- **YOUR INSTRUCTIONS**
Return all the data verbatim but without images.
INFORMATION: Begin
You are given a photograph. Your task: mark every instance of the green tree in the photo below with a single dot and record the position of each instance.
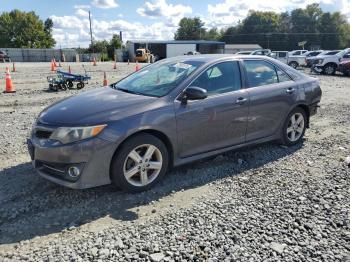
(283, 31)
(190, 29)
(212, 34)
(114, 43)
(25, 30)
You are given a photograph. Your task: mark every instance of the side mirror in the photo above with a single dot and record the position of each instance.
(194, 93)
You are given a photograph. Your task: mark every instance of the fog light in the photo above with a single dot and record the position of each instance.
(73, 171)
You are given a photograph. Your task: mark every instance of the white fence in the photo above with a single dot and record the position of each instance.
(40, 55)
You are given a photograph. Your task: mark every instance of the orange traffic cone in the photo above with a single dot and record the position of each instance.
(9, 86)
(53, 66)
(105, 82)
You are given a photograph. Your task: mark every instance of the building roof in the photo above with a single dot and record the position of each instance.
(242, 46)
(176, 42)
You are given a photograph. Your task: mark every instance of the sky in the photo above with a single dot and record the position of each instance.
(150, 19)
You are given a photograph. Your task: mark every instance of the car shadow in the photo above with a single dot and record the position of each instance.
(30, 206)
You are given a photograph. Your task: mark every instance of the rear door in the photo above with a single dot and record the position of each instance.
(218, 121)
(272, 93)
(283, 57)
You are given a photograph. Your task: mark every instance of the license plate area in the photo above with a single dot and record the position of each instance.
(31, 149)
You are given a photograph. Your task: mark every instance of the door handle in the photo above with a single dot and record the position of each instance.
(241, 100)
(290, 90)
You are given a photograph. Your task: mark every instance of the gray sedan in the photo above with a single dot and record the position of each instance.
(167, 114)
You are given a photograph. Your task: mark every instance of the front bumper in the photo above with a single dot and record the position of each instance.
(344, 70)
(92, 157)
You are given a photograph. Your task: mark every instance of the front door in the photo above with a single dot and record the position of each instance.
(219, 120)
(272, 93)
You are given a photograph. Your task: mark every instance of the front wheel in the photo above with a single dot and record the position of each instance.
(140, 163)
(294, 127)
(329, 69)
(293, 64)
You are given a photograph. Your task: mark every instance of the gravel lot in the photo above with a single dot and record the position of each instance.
(263, 203)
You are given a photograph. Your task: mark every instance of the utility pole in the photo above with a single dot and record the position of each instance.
(90, 27)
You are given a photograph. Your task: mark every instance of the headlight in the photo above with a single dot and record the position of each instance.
(71, 134)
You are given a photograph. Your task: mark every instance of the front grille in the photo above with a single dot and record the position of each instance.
(42, 132)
INFORMATION: End
- **WRITTEN RESPONSE**
You are given a photograph. Your task: mark every instance of the green tree in the photo below with a single dot and record the position of each instance.
(283, 31)
(190, 29)
(212, 34)
(114, 43)
(25, 30)
You are given a photograph. Your task: mark every instance of the side mirror in the photo above with a single dot and record the position of each instance.
(194, 93)
You are given a photograph. Your task: mark every instance of the fog light in the photo above with a single dot and record the position of each instance.
(73, 171)
You are given a photograph. Your task: mark every instance of the white fence in the photo above with a single dot and record the position of each instance.
(40, 55)
You are given a photograph. Your task: mark every instance of the orange traffic cone in the photo above with a single dot and record the position of each instance.
(9, 86)
(53, 66)
(105, 82)
You are given a photograph. Your task: mark every instance of the building roof in the photo above with a single dot and record the position of each instance.
(242, 46)
(176, 42)
You are given a photograph. Your task: mark every instance of the sky in the photo above with a single dot and record the position of each instance.
(150, 19)
You are given a photograph. Your task: mark every instance of the car shadow in the photo above with a single dot and record the position of each instance.
(30, 206)
You are given a photograph. Your task: mark every instance of the rear door in the photo above with a single dot and record the position of each instance.
(218, 121)
(272, 93)
(283, 57)
You are given a photograph. Your task: mark every instance of the license plate area in the photo above with a single dot and record the position of each instance.
(31, 149)
You are given a photograph. Your task: mark every instance of the door handle in the photo above with a single dot and record the position of each instance.
(241, 100)
(290, 90)
You are given a photograph. Your task: mark every instance of the gray sedan in the photo above with a single dot and record the position of each instance.
(167, 114)
You are given a photograph. Your task: mark every instance of the front bumper in the photo above with a single dot and record the position of each instance.
(344, 70)
(92, 157)
You are given a photograph. Your task: mark every instance of the front door in the photo above with a single dot and record the position of each instance.
(219, 120)
(272, 93)
You are given a photograph. Your task: mark every instance of the front wheel in the photo above with a single dot and record the position of each instance.
(140, 163)
(294, 127)
(329, 69)
(293, 64)
You are given a photograph. Your task: mark every instance of the gravel lot in the photo above with a single dot and record the position of each instance.
(263, 203)
You are given a photograph. Your task: mark every instance of the utility pole in the photo above with a single dot and record the position of each instance.
(90, 27)
You are given a photograph. Your task: mark every instance of the headlight in the photo above with a single dot and record the position of each instance.
(71, 134)
You are given a photograph. Your task: mark every instance of the front grille in the photo above with a single dot and record the position of each instance.
(42, 132)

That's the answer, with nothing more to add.